PROBLEM DETAILS: Transcribe the full listing below exactly.

RECORDS SHOWN:

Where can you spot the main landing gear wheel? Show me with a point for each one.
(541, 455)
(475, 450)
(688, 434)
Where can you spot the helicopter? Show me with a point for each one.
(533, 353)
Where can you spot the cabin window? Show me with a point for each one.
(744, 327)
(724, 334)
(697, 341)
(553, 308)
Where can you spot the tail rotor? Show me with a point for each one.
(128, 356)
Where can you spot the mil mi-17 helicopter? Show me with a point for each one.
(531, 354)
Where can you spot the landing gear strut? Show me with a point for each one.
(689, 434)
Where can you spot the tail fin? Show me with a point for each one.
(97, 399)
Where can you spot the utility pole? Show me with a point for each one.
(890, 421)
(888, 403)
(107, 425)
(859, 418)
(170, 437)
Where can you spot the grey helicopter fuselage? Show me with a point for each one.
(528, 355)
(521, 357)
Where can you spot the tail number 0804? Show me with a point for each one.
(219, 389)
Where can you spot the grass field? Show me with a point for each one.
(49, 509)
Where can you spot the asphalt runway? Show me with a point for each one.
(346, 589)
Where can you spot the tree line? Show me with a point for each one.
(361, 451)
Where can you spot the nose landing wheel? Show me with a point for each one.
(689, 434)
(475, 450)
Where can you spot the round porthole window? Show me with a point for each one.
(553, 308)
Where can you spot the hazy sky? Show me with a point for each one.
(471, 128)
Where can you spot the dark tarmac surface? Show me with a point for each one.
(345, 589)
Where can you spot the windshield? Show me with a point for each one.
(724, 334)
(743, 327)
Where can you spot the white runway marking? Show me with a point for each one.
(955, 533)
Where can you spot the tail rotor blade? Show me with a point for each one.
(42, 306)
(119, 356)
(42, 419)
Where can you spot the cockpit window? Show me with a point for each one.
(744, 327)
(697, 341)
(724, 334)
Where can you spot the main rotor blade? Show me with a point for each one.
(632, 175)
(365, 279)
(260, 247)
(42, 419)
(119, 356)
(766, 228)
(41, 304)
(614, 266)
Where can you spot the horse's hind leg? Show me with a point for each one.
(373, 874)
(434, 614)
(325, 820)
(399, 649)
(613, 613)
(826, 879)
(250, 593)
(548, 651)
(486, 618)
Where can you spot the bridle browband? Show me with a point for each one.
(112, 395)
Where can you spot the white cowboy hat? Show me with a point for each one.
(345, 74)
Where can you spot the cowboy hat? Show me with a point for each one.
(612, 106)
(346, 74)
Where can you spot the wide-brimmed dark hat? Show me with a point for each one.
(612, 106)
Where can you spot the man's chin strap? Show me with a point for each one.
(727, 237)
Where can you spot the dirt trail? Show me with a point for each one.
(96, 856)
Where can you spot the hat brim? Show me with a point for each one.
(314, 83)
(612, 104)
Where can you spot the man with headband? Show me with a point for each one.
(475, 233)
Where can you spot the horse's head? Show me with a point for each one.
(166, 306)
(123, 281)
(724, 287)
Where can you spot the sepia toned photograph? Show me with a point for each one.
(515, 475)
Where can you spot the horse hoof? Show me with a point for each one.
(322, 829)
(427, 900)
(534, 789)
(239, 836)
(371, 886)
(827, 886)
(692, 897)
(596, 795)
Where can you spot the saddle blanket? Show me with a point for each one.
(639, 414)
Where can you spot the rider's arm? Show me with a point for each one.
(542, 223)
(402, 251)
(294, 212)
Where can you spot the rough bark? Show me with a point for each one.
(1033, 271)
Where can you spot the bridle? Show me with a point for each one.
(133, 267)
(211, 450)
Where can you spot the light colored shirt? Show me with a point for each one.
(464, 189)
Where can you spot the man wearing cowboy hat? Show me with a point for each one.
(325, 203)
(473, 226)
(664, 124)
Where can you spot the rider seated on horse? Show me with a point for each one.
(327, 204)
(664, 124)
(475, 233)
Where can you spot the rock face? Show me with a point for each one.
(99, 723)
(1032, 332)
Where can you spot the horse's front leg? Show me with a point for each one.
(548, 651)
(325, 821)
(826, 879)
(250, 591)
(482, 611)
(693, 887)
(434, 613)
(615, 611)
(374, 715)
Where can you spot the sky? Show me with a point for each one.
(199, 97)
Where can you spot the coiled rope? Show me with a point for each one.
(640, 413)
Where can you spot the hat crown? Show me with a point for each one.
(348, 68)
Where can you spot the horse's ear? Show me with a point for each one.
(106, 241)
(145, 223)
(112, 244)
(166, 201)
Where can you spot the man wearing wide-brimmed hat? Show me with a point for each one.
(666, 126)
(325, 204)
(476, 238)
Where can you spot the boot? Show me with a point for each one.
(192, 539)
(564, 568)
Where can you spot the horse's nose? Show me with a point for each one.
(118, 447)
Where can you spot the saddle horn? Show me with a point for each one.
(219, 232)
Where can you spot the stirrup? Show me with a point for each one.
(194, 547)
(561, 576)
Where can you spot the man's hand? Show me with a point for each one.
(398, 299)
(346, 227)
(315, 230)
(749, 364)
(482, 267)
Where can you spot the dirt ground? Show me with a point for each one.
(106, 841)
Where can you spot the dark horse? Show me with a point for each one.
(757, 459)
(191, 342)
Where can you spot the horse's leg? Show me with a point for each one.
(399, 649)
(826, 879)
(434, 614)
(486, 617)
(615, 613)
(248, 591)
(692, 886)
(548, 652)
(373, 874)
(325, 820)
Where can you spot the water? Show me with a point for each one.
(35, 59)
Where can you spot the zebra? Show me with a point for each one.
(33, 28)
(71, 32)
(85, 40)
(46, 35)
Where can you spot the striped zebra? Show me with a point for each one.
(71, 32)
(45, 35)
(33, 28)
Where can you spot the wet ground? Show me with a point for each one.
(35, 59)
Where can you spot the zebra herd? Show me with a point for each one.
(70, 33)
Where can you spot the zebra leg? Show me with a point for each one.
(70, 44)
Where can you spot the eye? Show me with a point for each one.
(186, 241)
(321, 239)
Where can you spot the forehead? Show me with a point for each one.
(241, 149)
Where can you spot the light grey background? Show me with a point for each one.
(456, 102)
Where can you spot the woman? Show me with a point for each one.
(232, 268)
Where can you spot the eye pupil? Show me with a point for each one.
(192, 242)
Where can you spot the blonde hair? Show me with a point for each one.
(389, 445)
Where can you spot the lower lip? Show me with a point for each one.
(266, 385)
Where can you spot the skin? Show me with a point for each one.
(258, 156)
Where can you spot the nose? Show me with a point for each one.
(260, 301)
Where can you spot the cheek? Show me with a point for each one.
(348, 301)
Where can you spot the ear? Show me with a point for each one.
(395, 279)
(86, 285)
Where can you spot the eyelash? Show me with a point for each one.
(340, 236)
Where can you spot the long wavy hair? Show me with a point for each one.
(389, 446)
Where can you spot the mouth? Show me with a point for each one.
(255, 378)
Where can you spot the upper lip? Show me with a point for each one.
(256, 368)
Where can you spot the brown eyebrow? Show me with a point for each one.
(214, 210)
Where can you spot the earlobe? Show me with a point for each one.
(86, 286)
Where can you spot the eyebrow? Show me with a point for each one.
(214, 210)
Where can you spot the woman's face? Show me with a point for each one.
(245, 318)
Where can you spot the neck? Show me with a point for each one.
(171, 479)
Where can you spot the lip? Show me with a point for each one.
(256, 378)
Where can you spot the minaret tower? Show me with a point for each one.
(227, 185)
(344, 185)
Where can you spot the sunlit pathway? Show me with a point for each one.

SOLUTION TO THE EXERCISE:
Where can you spot the main landing gear wheel? Show me with a point for each one.
(541, 455)
(475, 450)
(688, 434)
Where can you spot the helicopter? Show me with a point for each one.
(533, 353)
Where can you spot the cabin window? Show me with a point for each one.
(744, 327)
(724, 334)
(697, 341)
(553, 308)
Where can you spot the tail rotor? Show me with a point for each one.
(128, 356)
Where can you spot the mil mi-17 helicopter? Show me with a point for each one.
(531, 354)
Where can you spot the landing gear strut? Show me with a point for each one.
(689, 434)
Where can you spot the tail fin? Show me with a point for each one.
(97, 399)
Where can you spot the utility pole? Show me with a point for each one.
(890, 421)
(888, 403)
(107, 425)
(859, 418)
(170, 437)
Where can you spot the grey helicopter fuselage? Show me with a point for each one.
(528, 355)
(521, 357)
Where can you spot the tail number 0804? Show me with a point for each one.
(219, 389)
Where can you spot the grass field? Show me with a point for each one.
(49, 509)
Where can you spot the asphalt runway? Show me with a point for each one.
(346, 589)
Where can you spot the tree line? Show me with a point for each one.
(361, 451)
Where can you spot the nose landing wheel? Show me with a point for each one.
(689, 434)
(475, 450)
Where can you spot the round porthole window? Show me with a point for each one.
(553, 308)
Where can you spot the hazy sky? Show me with a point for each one.
(471, 128)
Where can you spot the dark tarmac surface? Show me with a point for each one.
(345, 589)
Where can you spot the windshield? Show me with a point for each one.
(724, 334)
(743, 327)
Where can you spot the white runway marking? Show me with a point for each one.
(955, 533)
Where can you spot the tail rotor blade? Show me with a point for each one.
(42, 306)
(119, 356)
(42, 419)
Where can you spot the cockpit window? Show me with a point for each one.
(744, 327)
(697, 341)
(724, 334)
Where can you spot the main rotor blade? Show me with a point for each one.
(632, 175)
(365, 279)
(260, 247)
(42, 419)
(119, 356)
(766, 228)
(41, 304)
(614, 266)
Where can you spot the horse's hind leg? Show me with a point for each one.
(373, 874)
(434, 614)
(325, 820)
(399, 649)
(613, 613)
(826, 879)
(250, 593)
(548, 651)
(486, 618)
Where can you spot the bridle browband? Show me with a point for each one.
(112, 395)
Where can you spot the white cowboy hat? Show me with a point for each one.
(345, 74)
Where can you spot the cowboy hat? Show me with a point for each one.
(612, 106)
(346, 74)
Where can you spot the wide-brimmed dark hat? Show me with a point for each one.
(612, 106)
Where can you spot the man's chin strap? Show me with a point for each one.
(727, 237)
Where can you spot the dirt trail? Show me with a point for each one.
(96, 856)
Where can you spot the hat brim? Show me with a point for each one.
(314, 83)
(612, 104)
Where can you spot the man with headband? Show me with a point for each one.
(475, 233)
Where can you spot the horse's head? Show me with a point for each one.
(166, 306)
(123, 281)
(724, 287)
Where can you spot the sepia toned photograph? Show me with a point for each one.
(515, 475)
Where can you spot the horse hoof? Show me with a point for each one.
(322, 829)
(427, 900)
(534, 789)
(239, 836)
(371, 886)
(827, 886)
(692, 897)
(596, 795)
Where can you spot the saddle blanket? Show me with a point for each one.
(639, 414)
Where can you spot the rider's arm? Show me with a point for each one.
(542, 223)
(402, 251)
(294, 212)
Where can you spot the rough bark? Show me with a point for each one.
(1033, 271)
Where can you spot the bridle? Show me with a point for each one.
(133, 267)
(211, 450)
Where can you spot the light colored shirt? Show me with a point for each one.
(464, 189)
Where can you spot the man wearing cowboy hat? Show me with a point for each one.
(325, 203)
(473, 226)
(664, 124)
Where can you spot the rider seated on horse? Show me with a point for each one.
(327, 204)
(664, 124)
(475, 233)
Where can you spot the rock face? Show me with a point for each one.
(99, 723)
(1032, 332)
Where can you spot the horse's front leg? Show me with a point for each one.
(548, 651)
(325, 821)
(826, 879)
(250, 591)
(482, 611)
(693, 887)
(434, 613)
(615, 611)
(374, 715)
Where can you spot the sky? Show me with a point for each one.
(199, 97)
Where can you spot the coiled rope? Show me with a point for each one.
(640, 413)
Where can you spot the hat crown? Show me with a point for each one.
(348, 68)
Where can you spot the horse's ear? Show me with a point for each one.
(106, 241)
(145, 223)
(112, 244)
(166, 201)
Where can you spot the man wearing wide-brimmed hat? Show me with a point for each one.
(666, 126)
(325, 204)
(476, 238)
Where can you spot the boot? Show me with a point for each one.
(192, 539)
(564, 568)
Where can you spot the horse's nose? Show me with a point for each one.
(118, 447)
Where can you spot the saddle horn? Show me with a point for each one.
(219, 232)
Where can you spot the stirrup? Show me with a point for each one.
(194, 547)
(561, 576)
Where can you spot the man's hand? Show me with a point for each one.
(398, 299)
(346, 227)
(315, 230)
(749, 364)
(482, 267)
Where can you spot the dirt ground? Show me with a point for each one.
(106, 841)
Where can you spot the dark horse? Show me with a point for each one.
(757, 459)
(191, 342)
Where can you spot the horse's leg? Show me with a point for each one.
(399, 649)
(826, 879)
(434, 614)
(486, 617)
(615, 613)
(248, 591)
(692, 886)
(548, 652)
(373, 874)
(325, 820)
Where can you spot the water? Show me with a point for each one.
(35, 59)
Where can you spot the zebra? Show me with a point for each one.
(33, 28)
(71, 32)
(85, 40)
(46, 35)
Where can you spot the striped zebra? Show me with a point for each one.
(71, 32)
(45, 35)
(33, 28)
Where can you spot the wet ground? Show me with a point for each one.
(35, 59)
Where can you spot the zebra herd? Show me with a point for each one.
(70, 33)
Where can you spot the zebra leg? Show me with a point for each one.
(70, 44)
Where can you spot the eye? Show me with a point for each one.
(186, 241)
(321, 239)
Where can you spot the forehead? Show me with a point for each one.
(241, 149)
Where can you spot the light grey background? Show me with a point for each one.
(456, 102)
Where can you spot the woman? Show me with a point for each one.
(232, 268)
Where can you spot the eye pupil? Show me with a point for each one.
(192, 242)
Where can you spot the blonde hair? Show me with a point for each one.
(389, 445)
Where can you spot the lower lip? Show me with a point for each one.
(266, 385)
Where can you spot the skin? Show me with a point for each one.
(258, 156)
Where can you spot the nose? Show me with a point for each one.
(260, 301)
Where can you spot the cheek? Show me with a point for each one.
(348, 301)
Where can you spot the ear? Show me with a point for each one.
(395, 279)
(86, 285)
Where can you spot the eyelash? Show me with a point for each one.
(340, 236)
Where can you spot the long wavy hair? Show me with a point for each one.
(389, 446)
Where can you spot the mouth? Show me with a point for each one.
(255, 378)
Where can you spot the upper lip? Show me with a point for each one.
(256, 368)
Where can you spot the brown eyebrow? Show me with a point for each one.
(214, 210)
Where can you spot the earlobe? Show me with a point for each one.
(86, 286)
Where can you spot the eyebrow? Show me with a point for each one.
(214, 210)
Where can you spot the woman's face? Show me with a point for each one.
(245, 318)
Where can you spot the neck? Show me with a point for each one.
(171, 479)
Where can you spot the lip? Show me with a point for each one.
(256, 378)
Where can you spot the minaret tower? Show me with a point for each one.
(227, 185)
(344, 185)
Where can you spot the sunlit pathway? Show me with a point for each one.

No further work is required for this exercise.